◆ STATED PROBLEM:
Reproduce all of the records below word for word. Leave the pictures out of your answer.

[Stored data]
++++++++++++++++++++

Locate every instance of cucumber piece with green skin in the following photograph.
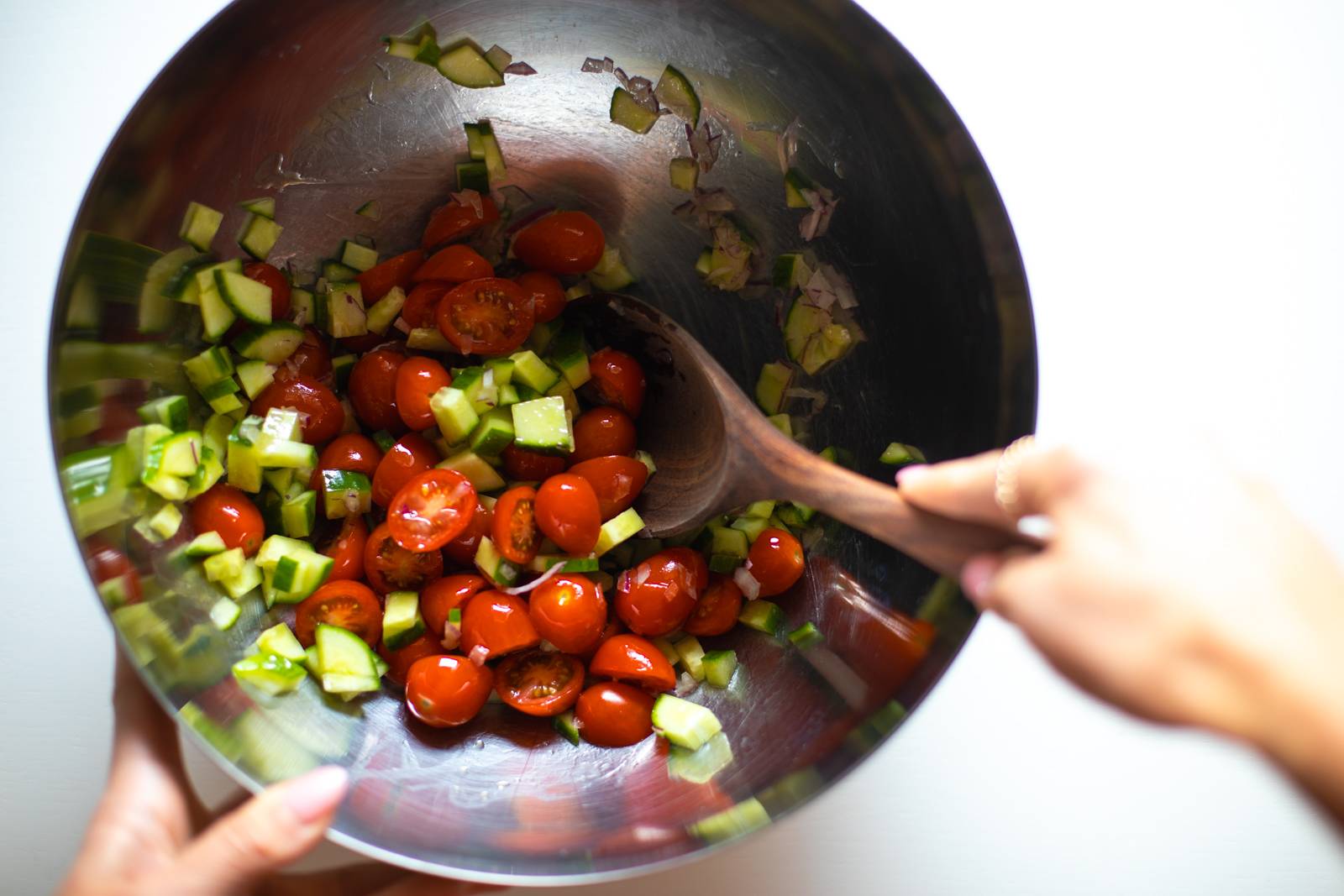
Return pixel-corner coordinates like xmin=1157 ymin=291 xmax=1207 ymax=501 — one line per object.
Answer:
xmin=654 ymin=693 xmax=723 ymax=750
xmin=437 ymin=43 xmax=504 ymax=89
xmin=609 ymin=87 xmax=659 ymax=134
xmin=177 ymin=202 xmax=224 ymax=253
xmin=383 ymin=591 xmax=425 ymax=650
xmin=654 ymin=65 xmax=701 ymax=128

++++++++++++++++++++

◆ RESULT:
Locate every instance of cucumber piece with green skin in the following photograph.
Return pixel-corner coordinates like xmin=1157 ymin=291 xmax=1207 ymax=501 — one line per object.
Answer:
xmin=654 ymin=693 xmax=723 ymax=750
xmin=437 ymin=43 xmax=504 ymax=89
xmin=609 ymin=87 xmax=659 ymax=134
xmin=177 ymin=202 xmax=224 ymax=253
xmin=383 ymin=591 xmax=425 ymax=650
xmin=654 ymin=65 xmax=701 ymax=128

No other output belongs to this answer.